▶ **AIM**
Rewrite the items below, replacing "bare tree" with "leafless tree" wherever it occurs and leaving everything else unchanged.

____

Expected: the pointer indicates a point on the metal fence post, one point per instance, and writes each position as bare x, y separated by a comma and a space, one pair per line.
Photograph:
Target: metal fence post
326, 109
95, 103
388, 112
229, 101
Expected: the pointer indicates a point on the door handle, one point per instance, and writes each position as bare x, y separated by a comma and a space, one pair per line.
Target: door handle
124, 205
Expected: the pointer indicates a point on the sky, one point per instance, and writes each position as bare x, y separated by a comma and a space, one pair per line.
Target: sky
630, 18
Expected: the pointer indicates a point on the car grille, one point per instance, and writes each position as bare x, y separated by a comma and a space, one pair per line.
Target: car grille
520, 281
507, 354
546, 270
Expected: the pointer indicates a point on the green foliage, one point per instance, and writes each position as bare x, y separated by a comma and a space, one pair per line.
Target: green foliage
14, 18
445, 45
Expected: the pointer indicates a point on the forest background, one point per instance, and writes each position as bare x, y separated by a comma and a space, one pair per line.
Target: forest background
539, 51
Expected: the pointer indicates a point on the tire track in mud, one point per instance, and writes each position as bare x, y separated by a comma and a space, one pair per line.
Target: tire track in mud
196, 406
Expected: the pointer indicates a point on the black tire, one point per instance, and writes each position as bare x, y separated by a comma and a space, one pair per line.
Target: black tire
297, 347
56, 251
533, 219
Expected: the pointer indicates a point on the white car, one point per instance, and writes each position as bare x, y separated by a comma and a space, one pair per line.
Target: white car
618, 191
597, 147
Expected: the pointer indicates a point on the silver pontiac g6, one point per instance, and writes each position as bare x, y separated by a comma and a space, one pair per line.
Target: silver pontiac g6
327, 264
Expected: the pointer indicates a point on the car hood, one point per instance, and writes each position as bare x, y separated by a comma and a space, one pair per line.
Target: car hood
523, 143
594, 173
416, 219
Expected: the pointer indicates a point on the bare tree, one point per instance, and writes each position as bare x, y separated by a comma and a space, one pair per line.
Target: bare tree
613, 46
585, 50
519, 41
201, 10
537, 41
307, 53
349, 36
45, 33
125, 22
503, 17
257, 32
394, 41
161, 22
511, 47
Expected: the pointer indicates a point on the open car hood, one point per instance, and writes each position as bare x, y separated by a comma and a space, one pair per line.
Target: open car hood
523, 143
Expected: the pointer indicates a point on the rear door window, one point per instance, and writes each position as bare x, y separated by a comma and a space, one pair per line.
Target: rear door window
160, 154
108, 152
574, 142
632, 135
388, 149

____

▶ **FINISHED TASK**
Expected: the pointer indicates a point on the metal fence post, one point per instance, and writes each position as bare x, y separated by a comma and a space, one pair per line.
Photograph:
Target: metal fence post
326, 109
95, 103
388, 112
229, 101
Expected: the pointer indicates a point on the door handle, one point per instance, and writes each position as bare x, y separated by a comma and a space, one pair per line.
Target: door handle
124, 205
Expected: the pointer indicates a point on the sky, one point per instance, and writes each position as bare x, y separated by a comma and a space, one pair per line.
Target: sky
630, 18
Expected: the pointer indicates a point on the car grille, one point per instance, and writes each position as bare x, y separated by a comma and a space, one pair per line.
Target: car grille
520, 281
507, 354
546, 270
Expected: the pointer indicates a point on the green foliage, one point per instance, and writes each position as bare x, y separated by a comma and a space, one pair per line.
Target: green foliage
14, 18
445, 45
Expected: the pointer indicates a point on the forest background, one point per instance, and writes each position as bare x, y separated by a comma and a space, one pair per line.
Target: forest background
539, 51
Expected: the pointer indicates a point on the tire track in mud, one point per instance, and writes each position as bare x, y separated by a comma and a space, one pair per line.
Target: tire track in mud
196, 406
Expected: the pointer indicates a point on the black tire, one point per instance, and writes each position as bare x, y separated by a comma and a space, one pair per line.
Target: black tire
297, 347
56, 251
533, 219
Expected: the pointer indicates a point on the white car, one point per instance, and writes each position as bare x, y separated by a comma and a space, one pair per line.
Target: white car
618, 191
597, 147
Expected: the pointer indicates a point on the silver pontiac g6, one point per instance, and writes each position as bare x, y separated by a comma and a space, one pair per line.
Target: silver pontiac g6
327, 264
Expected: the pointer indicates a point on the car hood, one point per instance, and writes each position as bare x, y separated by a comma and a space, one pair per line.
Target: car hood
523, 143
594, 173
416, 219
Expected: the pointer indicates a point on the leafless tree, one point per instance, and writes each position as bare x, y separated by a comma and a space, one pair per line.
Target: leafless tree
613, 46
585, 50
519, 41
201, 10
537, 41
307, 53
349, 36
45, 33
125, 22
503, 17
257, 32
394, 41
161, 22
511, 47
Expected: the pointer indicates a point on the open car hood, one point per instance, and writes each position as bare x, y separated by a comma and a space, one pair per line.
Target: open car hood
523, 143
Expected: the pointer indicates a point on the rear door window, one point per instance, and writes each position as bare x, y separated by a comma and a space, one pair per line.
Target: rear door window
160, 154
108, 152
574, 142
632, 135
388, 149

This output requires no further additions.